** SUPPLIED INFORMATION **
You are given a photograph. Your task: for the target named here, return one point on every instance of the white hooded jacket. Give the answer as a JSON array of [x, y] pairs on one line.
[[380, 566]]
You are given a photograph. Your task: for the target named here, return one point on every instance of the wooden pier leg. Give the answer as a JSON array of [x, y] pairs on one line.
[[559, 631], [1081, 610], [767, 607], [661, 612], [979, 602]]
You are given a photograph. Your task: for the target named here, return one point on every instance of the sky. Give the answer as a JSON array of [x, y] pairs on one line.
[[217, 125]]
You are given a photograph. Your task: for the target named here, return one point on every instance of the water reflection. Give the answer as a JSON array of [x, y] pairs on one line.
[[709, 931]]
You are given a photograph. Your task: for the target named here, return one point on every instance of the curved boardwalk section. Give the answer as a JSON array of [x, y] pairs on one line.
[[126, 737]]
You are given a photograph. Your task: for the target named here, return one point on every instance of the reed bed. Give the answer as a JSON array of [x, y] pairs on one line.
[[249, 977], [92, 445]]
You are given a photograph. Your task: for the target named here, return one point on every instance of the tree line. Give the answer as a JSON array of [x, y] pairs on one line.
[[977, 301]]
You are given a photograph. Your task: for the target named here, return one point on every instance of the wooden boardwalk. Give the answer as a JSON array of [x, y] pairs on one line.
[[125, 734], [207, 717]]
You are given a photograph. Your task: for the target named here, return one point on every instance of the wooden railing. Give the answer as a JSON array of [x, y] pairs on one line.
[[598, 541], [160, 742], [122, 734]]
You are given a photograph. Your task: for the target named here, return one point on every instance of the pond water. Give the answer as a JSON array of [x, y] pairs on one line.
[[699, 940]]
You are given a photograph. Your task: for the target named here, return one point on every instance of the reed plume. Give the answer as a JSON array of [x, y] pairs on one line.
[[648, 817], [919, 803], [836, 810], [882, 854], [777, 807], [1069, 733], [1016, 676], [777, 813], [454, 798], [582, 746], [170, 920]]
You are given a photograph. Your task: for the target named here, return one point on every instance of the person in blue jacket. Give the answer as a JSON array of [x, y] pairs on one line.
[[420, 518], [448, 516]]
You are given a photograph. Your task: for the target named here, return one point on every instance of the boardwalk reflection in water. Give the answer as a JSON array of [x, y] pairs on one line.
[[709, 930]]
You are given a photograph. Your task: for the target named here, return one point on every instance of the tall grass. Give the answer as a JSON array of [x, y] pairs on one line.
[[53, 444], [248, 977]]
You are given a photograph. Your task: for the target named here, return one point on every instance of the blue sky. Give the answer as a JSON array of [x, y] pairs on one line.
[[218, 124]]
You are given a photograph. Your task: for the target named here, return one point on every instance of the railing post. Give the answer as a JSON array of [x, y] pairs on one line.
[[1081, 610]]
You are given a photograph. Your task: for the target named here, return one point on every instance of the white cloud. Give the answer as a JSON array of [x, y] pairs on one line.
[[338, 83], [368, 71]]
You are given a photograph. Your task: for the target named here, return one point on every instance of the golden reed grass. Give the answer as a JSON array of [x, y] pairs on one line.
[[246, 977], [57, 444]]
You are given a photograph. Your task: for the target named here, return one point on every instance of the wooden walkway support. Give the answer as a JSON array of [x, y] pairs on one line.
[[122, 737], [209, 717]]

** WHAT IS REQUIRED **
I'd like the records returned exactly as they were written, please.

** RESPONSE TO THIS EXERCISE **
You are given a photograph. Your task: for the target named here, return one point on every instance of the white hooded jacket. Give the answer as a JSON array of [x, y] pairs on one line.
[[380, 566]]
You are given a photograph. Your task: for the target named here, return one point on every instance of the wooden pier leg. Give the answer as a JSON array of [x, y] pairs on one line.
[[559, 631], [1081, 610], [767, 607], [661, 612], [979, 602]]
You are given a photograph. Your task: for the target named here, return one point on every instance of the sky. Give the answer as a JSON array of [x, y] pairs on one line.
[[217, 125]]
You are given a photograph. Your task: for the target named here, return one point on every instance of the water reflection. Give the answer as a JSON array of [x, y] pairs on one line.
[[709, 931]]
You are given a photograph. Your task: for the target named here, return one point on every instance of the curved boardwalk section. Give the answer as a JSON array of [x, y] pairs on one line.
[[126, 737]]
You are given a photograph. Your task: for the target named here, return one point on every instance of the reed bed. Give the answer as a JSON array of [x, y] pairs on one line.
[[249, 977], [92, 445]]
You are given a photograph. Your task: for the target named here, return one point on every instance of the tree line. Give the answer as a JSON array of [x, y] pairs on one line.
[[977, 301]]
You are given a photograph. Your task: for the target named here, return one point on every instance of the wooden boardwalk. Give the answer as a JSON array of [x, y] pairs on one line.
[[125, 734], [207, 717]]
You are given a photograph. Your task: for the target named here, return one point on every instance of the wooden railing. Give the answer as a JSON array of [x, y] pairs on one line.
[[598, 541], [160, 742], [122, 734]]
You are given a photograph. Your task: for the target named here, return one point on every instance of the pond water. Give the answer as a JSON array of [x, y] pairs on one line.
[[699, 940]]
You are given a photograph. Your task: for the target named here, return one point on every instance of the reed plume. Give the answer as a JSON array of [x, y] pairs on one line.
[[648, 817], [919, 803], [836, 810], [882, 854], [777, 807], [1069, 733], [1016, 676], [777, 813], [454, 798], [582, 746], [170, 920]]
You are given a photograph. Your task: for the target named here, return one point on every instance of the person in blue jacket. Give the answer as a JSON array of [x, y] pairs on one line.
[[420, 518], [448, 516]]
You are given a photograph. Your task: for the target named here, return one point on every instance of the boardwalk reflection in water. Give the answer as a JSON array of [x, y] pairs on one line.
[[709, 930]]
You are given a photograph. Your task: for the target named here, return one point on every instance of the tall grass. Give the answer as a JSON array of [x, y] pairs on one line.
[[53, 444], [248, 977]]
You are given a photograph. Your task: for the target named here, return one point on every instance of the blue sky. Give the answer as a JSON array of [x, y] pairs on one line.
[[218, 124]]
You are given a photograph. Your task: for the target named here, return one point on every instance of the railing post. Give the answer as a JSON array of [x, y] pairs on one line.
[[1081, 610]]
You are given a photograph. Your task: for the target named here, return one point on every instance of the white cloud. Give the answer as a JSON array of [x, y] pairs on one line.
[[338, 83], [368, 71]]
You are given a photograph. Your task: for the target named here, return one point on every instance of the golden reed grass. Give the answer as a JSON array of [x, y] pairs on one line.
[[246, 977], [57, 444]]
You are given a photograph. Your task: for the target named here, return one point on every instance of the wooden walkway support. Give the answer as a JSON array of [x, y] pairs on one line.
[[122, 737], [209, 717]]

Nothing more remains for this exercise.